— Task goal —
Print every line of the items below verbatim, changing nothing.

Items from a data collection
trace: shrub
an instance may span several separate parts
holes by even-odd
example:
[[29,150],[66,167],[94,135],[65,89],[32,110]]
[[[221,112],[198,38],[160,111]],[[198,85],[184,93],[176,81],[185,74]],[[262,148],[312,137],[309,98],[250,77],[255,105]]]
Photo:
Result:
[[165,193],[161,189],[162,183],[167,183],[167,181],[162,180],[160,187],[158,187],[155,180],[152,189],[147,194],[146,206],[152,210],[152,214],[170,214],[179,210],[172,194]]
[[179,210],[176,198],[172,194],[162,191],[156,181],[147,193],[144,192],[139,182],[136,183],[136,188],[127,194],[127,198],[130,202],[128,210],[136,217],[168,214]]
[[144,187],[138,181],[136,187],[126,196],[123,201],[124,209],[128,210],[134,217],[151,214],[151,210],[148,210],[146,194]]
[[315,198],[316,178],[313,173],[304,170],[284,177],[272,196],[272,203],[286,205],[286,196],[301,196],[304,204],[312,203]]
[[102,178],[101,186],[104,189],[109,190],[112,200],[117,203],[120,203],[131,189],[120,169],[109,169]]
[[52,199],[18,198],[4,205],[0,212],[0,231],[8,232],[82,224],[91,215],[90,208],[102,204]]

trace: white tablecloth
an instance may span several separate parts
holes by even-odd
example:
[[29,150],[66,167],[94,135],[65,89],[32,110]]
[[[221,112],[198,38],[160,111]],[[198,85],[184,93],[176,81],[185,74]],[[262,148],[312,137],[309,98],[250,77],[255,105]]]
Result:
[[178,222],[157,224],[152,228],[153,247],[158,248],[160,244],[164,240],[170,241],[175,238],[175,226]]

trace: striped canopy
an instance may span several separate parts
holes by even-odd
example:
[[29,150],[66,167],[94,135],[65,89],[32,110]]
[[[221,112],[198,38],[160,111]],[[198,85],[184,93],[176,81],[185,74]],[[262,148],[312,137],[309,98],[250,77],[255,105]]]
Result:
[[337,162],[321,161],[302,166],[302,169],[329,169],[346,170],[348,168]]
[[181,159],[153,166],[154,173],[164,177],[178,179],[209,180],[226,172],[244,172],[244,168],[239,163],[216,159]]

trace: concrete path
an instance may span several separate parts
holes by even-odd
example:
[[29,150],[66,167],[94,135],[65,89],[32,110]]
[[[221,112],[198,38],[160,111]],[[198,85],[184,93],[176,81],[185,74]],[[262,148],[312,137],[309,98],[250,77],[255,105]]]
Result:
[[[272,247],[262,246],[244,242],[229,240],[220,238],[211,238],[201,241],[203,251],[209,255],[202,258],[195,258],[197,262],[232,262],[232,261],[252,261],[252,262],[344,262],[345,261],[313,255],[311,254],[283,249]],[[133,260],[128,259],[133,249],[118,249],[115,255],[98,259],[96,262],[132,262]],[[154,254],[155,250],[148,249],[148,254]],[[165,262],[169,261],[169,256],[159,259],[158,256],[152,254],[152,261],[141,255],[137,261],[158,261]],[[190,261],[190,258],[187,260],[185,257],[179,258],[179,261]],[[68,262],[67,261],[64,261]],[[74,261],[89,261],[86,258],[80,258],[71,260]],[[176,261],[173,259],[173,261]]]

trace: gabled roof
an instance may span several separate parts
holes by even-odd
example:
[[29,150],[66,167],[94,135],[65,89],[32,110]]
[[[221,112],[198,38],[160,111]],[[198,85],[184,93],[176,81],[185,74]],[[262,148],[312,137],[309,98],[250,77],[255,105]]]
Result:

— Result of this task —
trace: shrub
an instance may span several separate parts
holes by even-odd
example:
[[29,150],[66,167],[94,135],[65,89],[32,110]]
[[[221,112],[198,38],[160,111]],[[198,85],[184,93],[176,81],[185,74]],[[262,148],[312,137],[309,98],[250,77],[255,105]]]
Photo:
Result:
[[165,193],[161,189],[162,183],[167,183],[167,181],[162,180],[160,187],[158,187],[155,180],[152,189],[147,194],[146,206],[152,210],[152,214],[170,214],[179,210],[172,194]]
[[179,210],[176,198],[172,194],[162,191],[156,181],[147,193],[144,192],[139,182],[136,183],[136,188],[127,194],[127,198],[130,202],[128,210],[136,217],[168,214]]
[[144,187],[138,181],[136,187],[126,196],[123,201],[124,209],[128,210],[134,217],[151,214],[151,210],[148,210],[146,194]]
[[315,198],[316,178],[313,173],[304,170],[284,177],[272,196],[272,203],[286,205],[286,196],[301,196],[304,204],[312,203]]
[[102,178],[101,186],[104,189],[109,190],[112,200],[117,203],[120,203],[131,189],[120,169],[109,169]]
[[52,199],[18,198],[4,205],[0,212],[0,231],[8,232],[82,224],[91,215],[90,208],[102,204]]

trace: white tablecloth
an instance may span several separate parts
holes by even-odd
example:
[[29,150],[66,167],[94,135],[65,89],[32,110]]
[[[221,112],[198,38],[160,111]],[[198,85],[184,93],[176,81],[185,74]],[[262,148],[312,137],[309,98],[250,77],[255,105]]]
Result:
[[178,222],[157,224],[152,228],[153,247],[158,248],[160,244],[164,240],[170,241],[175,238],[175,226]]

trace: striped canopy
an instance may span several separate parts
holes by even-odd
example:
[[29,150],[66,167],[94,135],[65,89],[32,110]]
[[[221,112],[198,38],[160,111]],[[198,85],[184,93],[176,81],[185,74]],[[262,148],[312,137],[309,98],[250,77],[255,105]]]
Result:
[[337,162],[321,161],[302,166],[302,169],[329,169],[346,170],[348,168]]
[[181,159],[153,166],[154,173],[164,177],[178,179],[209,180],[226,172],[244,172],[244,168],[239,163],[216,159]]

trace: concrete path
an instance may span several separate parts
holes by even-odd
example:
[[29,150],[66,167],[94,135],[65,89],[32,110]]
[[[221,112],[198,38],[160,111]],[[198,85],[184,93],[176,81],[185,74]],[[262,148],[312,137],[309,98],[250,77],[255,105]]]
Result:
[[[272,247],[262,246],[244,242],[229,240],[220,238],[211,238],[201,241],[203,251],[209,255],[202,258],[195,258],[197,262],[232,262],[232,261],[252,261],[252,262],[344,262],[345,261],[313,255],[311,254],[283,249]],[[133,260],[128,259],[133,249],[118,249],[115,255],[98,259],[96,262],[132,262]],[[154,254],[155,250],[148,249],[148,254]],[[165,262],[169,261],[169,256],[159,259],[158,256],[152,254],[152,261],[141,255],[137,261],[158,261]],[[190,261],[190,258],[187,260],[185,257],[179,258],[179,261]],[[68,262],[67,261],[64,261]],[[74,261],[89,261],[86,258],[80,258],[71,260]],[[176,261],[173,259],[173,261]]]

trace: gabled roof
an instance may span several separate parts
holes by even-odd
example:
[[29,150],[66,167],[94,135],[65,89],[32,110]]
[[[221,112],[198,38],[160,111]],[[198,85],[184,93],[176,81],[185,74]],[[262,148],[312,137],[309,98],[250,77],[255,105]]]
Result:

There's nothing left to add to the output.